DOCUMENT TEXT

Mark Settle is a seven-time CIO and three-time CIO100 Award winner who wrote two must-read books during his CIO journey, Truth From the Valley: A Practical Primer on IT Management for the Next Decade and Truth From the Trenches: A Practical Guide to the Art of IT Management. Today Settle serves on the advisory boards of several venture capital firms and personally advises multiple startups. He also continues to publish truth-telling thought leadership across multiple channels, including his newsletter, “The Modern CIO.”

On a recent episode of the Tech Whisperers podcast, Settle discussed the leadership principles and philosophies that have guided his successes, while also unpacking some of the teachings from his various writings. Afterwards, we spent time exploring how his interest in the American Civil War has influenced his leadership approach, how today’s digital leaders can apply lessons from the battlefield to the battles they’re facing in the workplace, and other advice for current and aspiring CIOs. What follows is that conversation, edited for length and clarity.

Dan Roberts: In addition to your storied work as a CIO, you’ve also developed historical knowledge of the American Civil War that Freddy Kerrest, your former boss at Okta, describes as ‘off the charts.’ What about the Civil War draws your interest?

Mark Settle: Everything that goes wrong in a military campaign is a near perfect mirroring of what goes wrong in IT initiatives. You see poor or inconsistent communication between all these groups involved. There’s a lack of proper coordination. A lot of times, people are doing good things, but they’re doing it at the wrong time and not informing the other people what they’re doing. There are petty jealousies and rivalries among leaders, which influence their responsiveness to taking direction or what they’re going to do next. There’s a mismanagement of resource and logistics. Sometimes the wrong people get to the right place and the right people get to the wrong place.

RECORD EXCERPTS
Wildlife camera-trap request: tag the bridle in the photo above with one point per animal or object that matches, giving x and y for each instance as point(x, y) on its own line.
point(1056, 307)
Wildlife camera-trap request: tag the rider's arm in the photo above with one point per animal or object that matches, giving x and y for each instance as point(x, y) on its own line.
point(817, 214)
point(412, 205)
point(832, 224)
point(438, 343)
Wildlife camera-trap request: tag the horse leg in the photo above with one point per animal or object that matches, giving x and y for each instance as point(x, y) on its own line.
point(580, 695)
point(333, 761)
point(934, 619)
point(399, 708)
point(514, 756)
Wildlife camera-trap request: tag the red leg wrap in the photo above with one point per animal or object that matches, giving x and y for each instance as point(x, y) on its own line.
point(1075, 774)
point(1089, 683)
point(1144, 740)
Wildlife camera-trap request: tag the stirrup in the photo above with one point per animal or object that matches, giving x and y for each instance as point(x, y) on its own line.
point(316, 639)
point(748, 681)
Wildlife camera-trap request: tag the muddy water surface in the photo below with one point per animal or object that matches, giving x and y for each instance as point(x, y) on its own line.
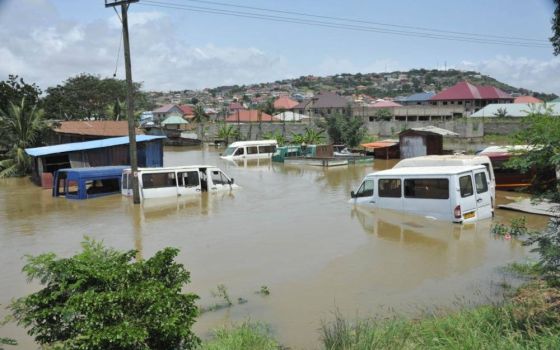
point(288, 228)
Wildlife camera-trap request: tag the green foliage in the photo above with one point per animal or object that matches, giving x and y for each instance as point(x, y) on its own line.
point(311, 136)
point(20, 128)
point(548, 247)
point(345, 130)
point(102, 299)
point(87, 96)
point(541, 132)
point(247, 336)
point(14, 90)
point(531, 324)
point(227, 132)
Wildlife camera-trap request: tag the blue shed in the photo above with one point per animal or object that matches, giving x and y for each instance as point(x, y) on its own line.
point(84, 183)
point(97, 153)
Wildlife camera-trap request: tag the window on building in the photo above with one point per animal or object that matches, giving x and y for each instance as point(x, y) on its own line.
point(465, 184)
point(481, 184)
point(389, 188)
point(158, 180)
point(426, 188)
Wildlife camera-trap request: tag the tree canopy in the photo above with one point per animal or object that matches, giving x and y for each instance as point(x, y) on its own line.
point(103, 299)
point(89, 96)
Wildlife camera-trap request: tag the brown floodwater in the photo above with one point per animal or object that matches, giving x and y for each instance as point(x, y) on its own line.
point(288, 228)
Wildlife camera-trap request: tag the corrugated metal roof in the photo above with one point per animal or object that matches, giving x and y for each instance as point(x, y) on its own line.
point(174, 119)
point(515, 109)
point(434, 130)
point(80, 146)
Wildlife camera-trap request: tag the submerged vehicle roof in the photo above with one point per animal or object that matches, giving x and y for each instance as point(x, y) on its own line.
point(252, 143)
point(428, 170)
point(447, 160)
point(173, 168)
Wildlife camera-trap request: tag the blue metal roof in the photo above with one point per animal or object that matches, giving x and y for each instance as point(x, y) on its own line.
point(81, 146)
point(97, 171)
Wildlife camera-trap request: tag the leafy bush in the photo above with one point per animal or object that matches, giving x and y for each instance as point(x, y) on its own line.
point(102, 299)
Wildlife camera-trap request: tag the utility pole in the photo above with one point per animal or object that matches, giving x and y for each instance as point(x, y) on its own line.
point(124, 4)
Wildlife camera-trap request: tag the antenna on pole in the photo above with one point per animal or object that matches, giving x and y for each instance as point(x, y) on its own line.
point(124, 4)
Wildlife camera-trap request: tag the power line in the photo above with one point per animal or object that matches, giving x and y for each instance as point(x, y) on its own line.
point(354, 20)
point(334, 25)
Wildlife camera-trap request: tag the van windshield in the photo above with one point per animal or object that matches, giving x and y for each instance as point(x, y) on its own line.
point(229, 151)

GIVEN REQUEST 1
In the Mark Settle interview, why does Settle say the American Civil War draws his interest? Answer in one to three sentences.
GIVEN REQUEST 2
Extend the Mark Settle interview from where it stops.
The lines above have no role in this work.

EXERCISE RESULT 1
Settle says everything that goes wrong in a military campaign nearly perfectly mirrors what goes wrong in IT initiatives. Both suffer from poor communication, weak coordination, rivalries among leaders, and mismanaged resources and logistics.

EXERCISE RESULT 2
I just finished The Chickamauga Campaign, by David Powell, which is a 700-page, hour-by-hour depiction of a two-day battle that occurred just outside of Chattanooga. In the first day, the Union forces were completely overwhelmed by an early morning surprise attack by the Confederates and were driven back to the shore of the Cumberland River.

When you think about an IT organization trying to pull something off that has strategic impact, poor communication, inconsistent coordination, rivalries among not only you and the business but within your own team, not having the right resources at the right place at the right time — the whole thing can just go completely sideways in almost exactly the same way.

Which Civil War leader would you say had the leadership traits to be a successful CIO today?  

I really admire Grant’s persistence. No matter what happened, he kept grinding ahead, and let’s face it, you have to have persistence to be a successful CIO. There’s an epic story about Grant at the Battle of Shiloh. It was a two-day battle, and the Union army was overwhelmed by a surprise dawn attack on the first day. That evening, Grant was sitting under a tree in the rain and one of his lieutenants came up to him and said, ‘It’s been the devil’s own day,’ to which Grant replied, ‘Lick ’em tomorrow, though.’ 

That’s Grant in a nutshell, and I think that kind of persistence is a key trait of successful CIOs in many dimensions.

What are some of the areas where digital leaders can take a page from Grant’s book when it comes to persistence?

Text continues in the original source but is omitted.